- [Problem statement]: Transcribe every entry exactly, leaving out any pictures.

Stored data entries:
↓

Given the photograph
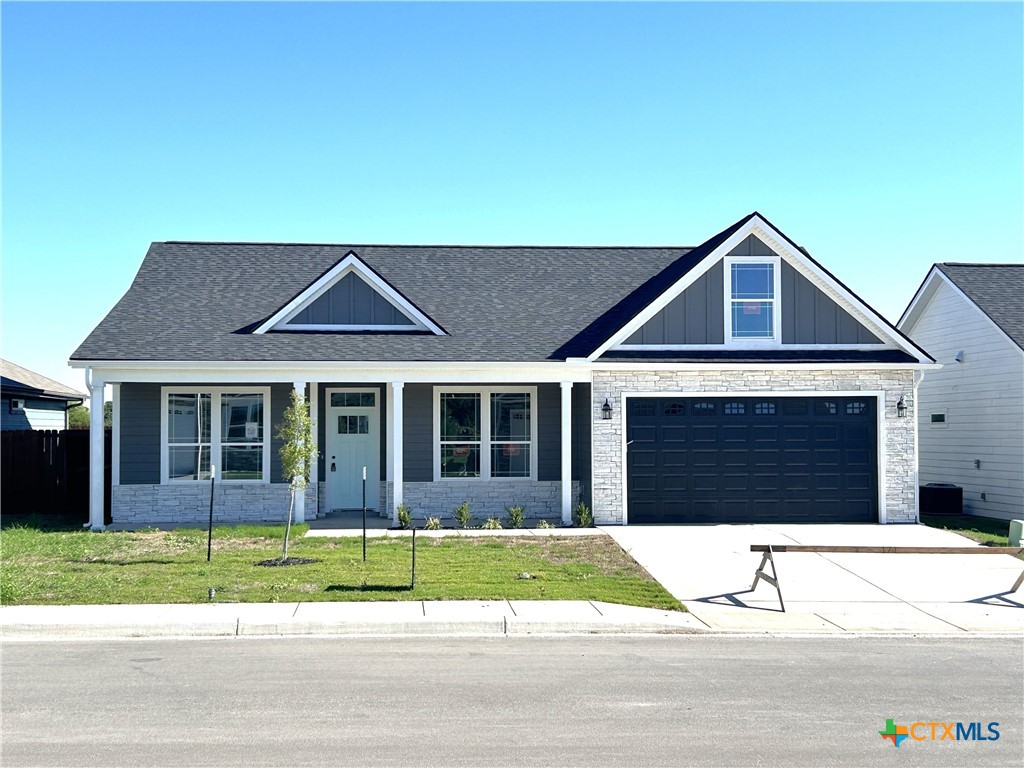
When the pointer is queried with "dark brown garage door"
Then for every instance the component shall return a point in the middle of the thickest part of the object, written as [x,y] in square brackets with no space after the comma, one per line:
[752,460]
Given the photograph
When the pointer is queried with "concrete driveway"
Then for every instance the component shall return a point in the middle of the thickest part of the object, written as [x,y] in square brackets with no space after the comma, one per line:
[711,567]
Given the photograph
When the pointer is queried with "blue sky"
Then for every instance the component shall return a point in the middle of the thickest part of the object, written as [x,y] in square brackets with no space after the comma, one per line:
[883,137]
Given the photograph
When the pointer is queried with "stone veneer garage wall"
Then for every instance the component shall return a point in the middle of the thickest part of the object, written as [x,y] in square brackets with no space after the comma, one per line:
[898,470]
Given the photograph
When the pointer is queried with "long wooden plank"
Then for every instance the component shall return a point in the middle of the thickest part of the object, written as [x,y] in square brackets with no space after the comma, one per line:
[888,550]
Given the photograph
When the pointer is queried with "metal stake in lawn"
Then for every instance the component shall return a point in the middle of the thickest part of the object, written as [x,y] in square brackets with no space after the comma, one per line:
[209,532]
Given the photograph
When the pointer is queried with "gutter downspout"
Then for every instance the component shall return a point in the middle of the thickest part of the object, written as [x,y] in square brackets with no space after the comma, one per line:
[918,378]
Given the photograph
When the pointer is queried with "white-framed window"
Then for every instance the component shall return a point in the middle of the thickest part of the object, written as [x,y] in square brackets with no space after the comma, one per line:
[484,432]
[224,427]
[753,310]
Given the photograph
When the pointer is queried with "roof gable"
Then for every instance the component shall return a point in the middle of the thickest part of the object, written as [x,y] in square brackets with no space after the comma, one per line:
[993,290]
[349,296]
[15,378]
[755,238]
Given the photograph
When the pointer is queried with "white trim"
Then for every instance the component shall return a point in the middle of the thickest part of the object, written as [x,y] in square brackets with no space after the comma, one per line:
[880,402]
[767,345]
[775,341]
[908,321]
[774,240]
[314,465]
[326,372]
[329,424]
[396,410]
[116,434]
[456,372]
[566,453]
[485,441]
[351,263]
[215,443]
[96,451]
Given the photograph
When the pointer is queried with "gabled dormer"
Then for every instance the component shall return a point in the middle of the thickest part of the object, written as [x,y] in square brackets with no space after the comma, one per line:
[752,289]
[350,297]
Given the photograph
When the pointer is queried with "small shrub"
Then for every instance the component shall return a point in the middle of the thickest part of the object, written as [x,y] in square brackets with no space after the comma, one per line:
[516,516]
[583,517]
[462,515]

↑

- [Problem solution]:
Given the photograph
When the pointer is queried with "dark brown garage door"
Then for every instance the component shall return a point in the middle of the thickest part of the object, written as [x,y] in square brackets with no space after the comma, one per line:
[752,460]
Given the photograph
When the pointer is queried with "concrete driveway"
Then for every instance the component shall return a point in the middle of the thickest part of the object, written as [x,y] in square brackets with no space after the comma, one per line:
[711,567]
Given the photograph
When the pointer is queried with "blue sky"
Then for every instance the component shall return a point in the middle of the thickest part of the object, written as [x,y] in square brackets with no space after the comma, one per line:
[883,137]
Given the photograph
When the pointer is queried with "stone veneer garage wall"
Then for every instance the component shall return a point in the middle of the thickest part of the object, written as [x,y] in square brackets with no space after the comma, one per line:
[898,470]
Given the photograph
When the pointer is queried with "long wooden plank"
Then for every instance the component shall return a point in the middle of the thickest part of the object, written as [x,y] in square brackets with no space after the comma, one per line:
[888,550]
Given the photograph
When the pointer is queried with "metal stake in lawn"
Then for every instance the component shall return a point in the middle of the thickest part of the object, written as [x,y] in square brackets with no space after the comma, one per line:
[209,532]
Given the photograph
When the pointer is queried with "gutter downspout"
Then for every instance the component shall return a point in the middle of the thickest part of the object, written as [x,y] in square brackets with no space after the comma, one per line:
[918,378]
Given the photograph
When the pointer is queried with "white-framed window"
Then for every instance the component shall return a point in the middle of the thickest part of the object, written as [x,y] in square brackets with no space after the comma, one per line:
[484,432]
[224,427]
[753,310]
Given the photograph
When the pointer is queried with "roof gable"
Then for every instance the component shall return a point in the middle of the thickest part of the object, written as [x,y] in square brackets with no space after the comma, one per line:
[993,290]
[349,296]
[15,378]
[755,238]
Given the photograph
When the pointer is queried with "white trim"
Then for every instance the component shall return a point in the middle of the thickest part of the object, written as [x,y] in square brackets with no space after the comma, one per line:
[880,402]
[767,345]
[775,341]
[908,321]
[774,240]
[314,465]
[326,372]
[329,424]
[396,410]
[116,434]
[456,372]
[566,453]
[485,441]
[351,263]
[215,443]
[96,451]
Given the photograph
When the pointer is queried with "gabled dormer"
Then for every instance the component shall return a point in the middle of the thickest part of the object, written as [x,y] in square brackets with no space after the comma, one per line:
[752,289]
[350,297]
Given the photograph
When the pointer is queried with "small shrub"
Then for every instance the component shall return a point in the middle of the thickest part of the object, written as [x,y] in square brackets with no space after the comma, one per line:
[516,516]
[583,517]
[462,515]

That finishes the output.